Guiding Seattle’s industrial and maritime future: Next step, your input

For the past year and a half, a city-convened stakeholders’ group has been talking about the future of Seattle’s industrial/maritime lands and policies. They issued a report last week with recommendations; and the city announced it here. Now, the next step – an Environmental Impact Statement. Before that’s prepared, the city is asking for your input on the scope of what should be studied. A notice was published in today’s Land Use Information Bulletin; we’re publishing the notice in its entirety because West Seattle has such a significant stake in the city’s maritime/industrial future (as the map above, from the report, shows):

Seattle’s industrial and maritime policies are more than 35 years old. With changing trends, there is an opportunity to build an updated comprehensive strategy to strengthen and grow Seattle’s industrial and maritime sectors for the future. As part of this strategy the City of Seattle is studying a proposal to update its industrial and maritime policies and industrial zoning. Four alternatives, including the no action alternative have been identified for study in an Environmental Impact Statement.

The proposal addresses all lands zoned Industrial General (IG1 and IG2) zones, the Industrial Commercial (IC) zone, and the Industrial Buffer (IB) zone and land within two Manufacturing Industrial Centers (MIC): Seattle’s Greater Duwamish Manufacturing and Industrial Center (Duwamish MIC) and its Ballard Interbay North Manufacturing Industrial Center (BINMIC).

The Director of the Office of Planning & Community Development has determined this proposal is likely to have a significant adverse impact on the environment. An environmental impact statement (EIS) is required under RCW 43.21C.030(2)(c) and will be prepared. The lead agency has identified the following areas for study in the EIS to determine if there are any significant environmental impacts: * Biological Resources and Resiliency: Water Resources/Climate Change, Soils/Geology, Plants and Animals
* Environmental Health and Compatibility: Contamination, Noise, Light and Glare, Air Quality and Greenhouse Gases
* Mobility and Freight
* Land and Shoreline Use
* Housing
* Open Space and Recreation
* Historic and Cultural Resources
* Public Services: Police, Emergency Services, and Schools
* Utilities

Materials related to the proposal including alternatives may be reviewed at OPCD’s offices or on the department’s website:

Agencies, affected tribes, and members of the public are invited to comment on the scope of the EIS. You may comment on the proposal, the alternatives, probable significant adverse impacts, and licenses or other approvals that may be\ required. More specifically, comments should focus on the elements of the environment that should be addressed in the EIS, analysis that should be done and the alternatives that the City proposes to study, including any reasonable alternatives to those proposed.

Comments may be submitted by letter to OPCD at the address below; by email to ; or at a virtual scoping meeting to be held on Wednesday July 21 at 9:00 a.m. or Monday July 26 at 6:00 p.m. Meeting details will be posted at:

The deadline for agencies, tribes and the general public to submit scoping comments is 5 pm, August 8, 2021.

1 Reply to "Guiding Seattle's industrial and maritime future: Next step, your input"

  • anonyme July 10, 2021 (6:37 am)

    I read through this proposal several times, and still can’t figure out what it is actually proposing to do, aside from shutting out housing and other businesses within the industrial zone.  There is a lot of use of the word “equity” (which is a given in Seattle, regardless of how meaningless the word is in context) but no real information.  Just a lot of politispeak.  I’m sure there will be a big price tag attached regardless.

INPUT DATA:
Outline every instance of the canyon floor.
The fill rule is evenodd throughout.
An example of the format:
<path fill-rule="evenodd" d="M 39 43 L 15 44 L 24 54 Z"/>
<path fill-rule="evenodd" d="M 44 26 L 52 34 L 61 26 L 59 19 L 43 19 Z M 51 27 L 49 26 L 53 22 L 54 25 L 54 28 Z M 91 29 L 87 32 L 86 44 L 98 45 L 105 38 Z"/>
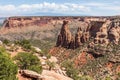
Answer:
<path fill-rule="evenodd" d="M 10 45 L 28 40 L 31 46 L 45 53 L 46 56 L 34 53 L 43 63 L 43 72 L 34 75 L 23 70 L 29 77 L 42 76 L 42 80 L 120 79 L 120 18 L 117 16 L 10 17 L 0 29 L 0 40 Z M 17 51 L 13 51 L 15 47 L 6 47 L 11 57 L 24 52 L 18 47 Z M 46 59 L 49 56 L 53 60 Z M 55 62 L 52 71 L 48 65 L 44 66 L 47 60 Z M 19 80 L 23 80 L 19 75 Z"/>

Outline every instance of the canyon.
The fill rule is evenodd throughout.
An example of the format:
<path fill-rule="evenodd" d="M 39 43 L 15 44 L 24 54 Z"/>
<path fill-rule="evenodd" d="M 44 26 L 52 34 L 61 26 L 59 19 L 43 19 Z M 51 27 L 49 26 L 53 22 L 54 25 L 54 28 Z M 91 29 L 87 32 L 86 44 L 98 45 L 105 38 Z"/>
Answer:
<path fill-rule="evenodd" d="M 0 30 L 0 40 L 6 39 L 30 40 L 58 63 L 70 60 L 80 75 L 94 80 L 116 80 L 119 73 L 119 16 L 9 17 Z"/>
...
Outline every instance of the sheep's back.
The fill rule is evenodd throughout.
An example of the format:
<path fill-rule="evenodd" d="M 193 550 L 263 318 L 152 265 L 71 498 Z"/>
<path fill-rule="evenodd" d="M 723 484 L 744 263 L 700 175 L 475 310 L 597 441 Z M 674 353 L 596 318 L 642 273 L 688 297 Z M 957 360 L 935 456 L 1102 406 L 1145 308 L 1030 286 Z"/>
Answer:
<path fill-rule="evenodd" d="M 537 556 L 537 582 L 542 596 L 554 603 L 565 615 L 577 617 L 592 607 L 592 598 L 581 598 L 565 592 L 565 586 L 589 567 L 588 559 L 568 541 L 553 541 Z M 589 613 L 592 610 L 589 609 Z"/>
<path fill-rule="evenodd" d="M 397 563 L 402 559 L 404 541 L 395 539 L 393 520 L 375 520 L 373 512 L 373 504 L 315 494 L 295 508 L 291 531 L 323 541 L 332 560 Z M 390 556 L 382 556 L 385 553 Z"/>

EXERCISES TO COMPLETE:
1. Answer these from the Seattle industrial and maritime article:
(a) How old are Seattle's industrial and maritime policies?
(b) How many alternatives, including the no action alternative, have been identified for study?
(c) What is the deadline for submitting scoping comments?
2. Reproduce the Seattle industrial and maritime article starting with "Comments may be" and going on through "2021 (6:37 am)".
3. Turn the paragraph of the Seattle industrial and maritime article that begins "The proposal addresses all lands" into a short list, keeping its main facts.

SOLUTION LIST:
1.
(a) More than 35 years old.
(b) Four.
(c) 5 pm, August 8, 2021.

2.
Comments may be submitted by letter to OPCD at the address below; by email to ; or at a virtual scoping meeting to be held on Wednesday July 21 at 9:00 a.m. or Monday July 26 at 6:00 p.m. Meeting details will be posted at:

The deadline for agencies, tribes and the general public to submit scoping comments is 5 pm, August 8, 2021.

1 Reply to "Guiding Seattle's industrial and maritime future: Next step, your input"

  • anonyme July 10, 2021 (6:37 am)

3.
The proposal covers:
- Lands zoned Industrial General (IG1 and IG2)
- The Industrial Commercial (IC) zone
- The Industrial Buffer (IB) zone
- Land within two Manufacturing Industrial Centers: the Greater Duwamish Manufacturing and Industrial Center (Duwamish MIC) and the Ballard Interbay North Manufacturing Industrial Center (BINMIC)